Was bleibt vom Green Deal der EU?
Angesichts von Bauernprotesten werden mehrere Umweltgesetze zurückgezogen
Von Guido Speckmann
Brüssel im Februar und März: Wütende Landwirt*innen zünden Heu an, veranstalten Hupkonzerte und kippen Mist auf die Straße. Die Polizei rückt mit einem Großaufgebot an, um Blockaden aufzulösen. Tränengas und Wasserwerfer kommen zum Einsatz.
Der Protest zeigt Wirkung: Zahlreiche Umweltauflagen, die in der EU nach zum Teil jahrelangem Ringen schon fast unter Dach und Fach waren, werden verwässert oder ganz zurückgenommen. Damit vollzieht die EU eine Kehrtwende. Ein vergleichsweise kleiner Anlass genügte, um zentrale Elemente des Europäischen Green Deals, mit dem der Kontinent bis 2050 klimaneutral werden will, zu kassieren. Ein anti-ökologischer Backlash – und das unabhängig davon, dass der Green Deal bereits von der Anlage her völlig unzureichend angelegt war. Schließlich soll durch ihn vereint werden, was nicht zu vereinen ist: Umweltschutz und Wirtschaftswachstum.

====

Aufgaben zur Übung:
- 1) Bis wann will der Kontinent laut dem Text über den Green Deal der EU klimaneutral werden?
- 2) Führe den Text über den Green Deal der EU nach seinem letzten Satz fort.

Gespeicherte Dateneinträge:
====

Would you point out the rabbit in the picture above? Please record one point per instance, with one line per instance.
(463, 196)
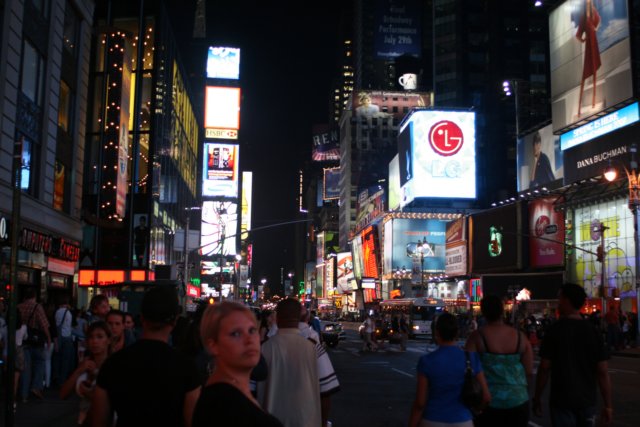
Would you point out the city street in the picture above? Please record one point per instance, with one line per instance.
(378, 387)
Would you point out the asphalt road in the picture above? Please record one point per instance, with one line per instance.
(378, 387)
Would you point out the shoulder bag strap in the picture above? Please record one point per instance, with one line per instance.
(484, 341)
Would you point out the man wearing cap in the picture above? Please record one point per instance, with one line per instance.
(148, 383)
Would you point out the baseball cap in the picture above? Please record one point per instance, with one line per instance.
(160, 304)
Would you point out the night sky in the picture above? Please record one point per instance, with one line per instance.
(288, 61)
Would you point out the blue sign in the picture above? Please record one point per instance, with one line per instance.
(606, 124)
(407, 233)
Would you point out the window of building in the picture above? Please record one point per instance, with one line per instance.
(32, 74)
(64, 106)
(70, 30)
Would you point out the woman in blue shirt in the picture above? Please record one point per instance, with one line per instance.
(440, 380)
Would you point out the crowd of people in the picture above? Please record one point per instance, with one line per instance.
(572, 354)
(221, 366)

====

Schriftliche Antworten:
- 1) Bis 2050.

- 2)
Die Liste der zurückgezogenen Umweltauflagen, die eigentlich der Sicherung der natürlichen Grundlagen gelten sollten, ist lang. Zuletzt scheiterte Mitte März die Verordnung zur Wiederherstellung der Natur, nachdem diese zwei Jahre lang verhandelt worden war und alle EU-Staaten grünes Licht gegeben hatten. Doch plötzlich stellte sich Ungarn quer, aber auch Österreich, die Niederlande, Italien und Schweden hatten Ablehnung signalisiert. Das Gesetz sah vor, die Natur nicht nur zu schützen, sondern in einen guten ökologischen Zustand zu versetzen. Die Wiederherstellung von Mooren, Flüssen und Wäldern ist ein wichtiges Instrument im Kampf gegen den Klimawandel und den Verlust der Artenvielfalt. Eine ausreichende CO2-Reduktion ist unter anderem auf natürliche Senken wie Moore und Wälder angewiesen. Und die Lebensmittelversorgung – und damit das Geschäft der Landwirt*innen – wird zukünftig nur gesichert, wenn es ausreichend bestäubende Insekten und fruchtbare Böden gibt..
Es ist ein anti-ökologischer Backlash – und das unabhängig davon, dass der Green Deal bereits von der Anlage her völlig unzureichend angelegt war.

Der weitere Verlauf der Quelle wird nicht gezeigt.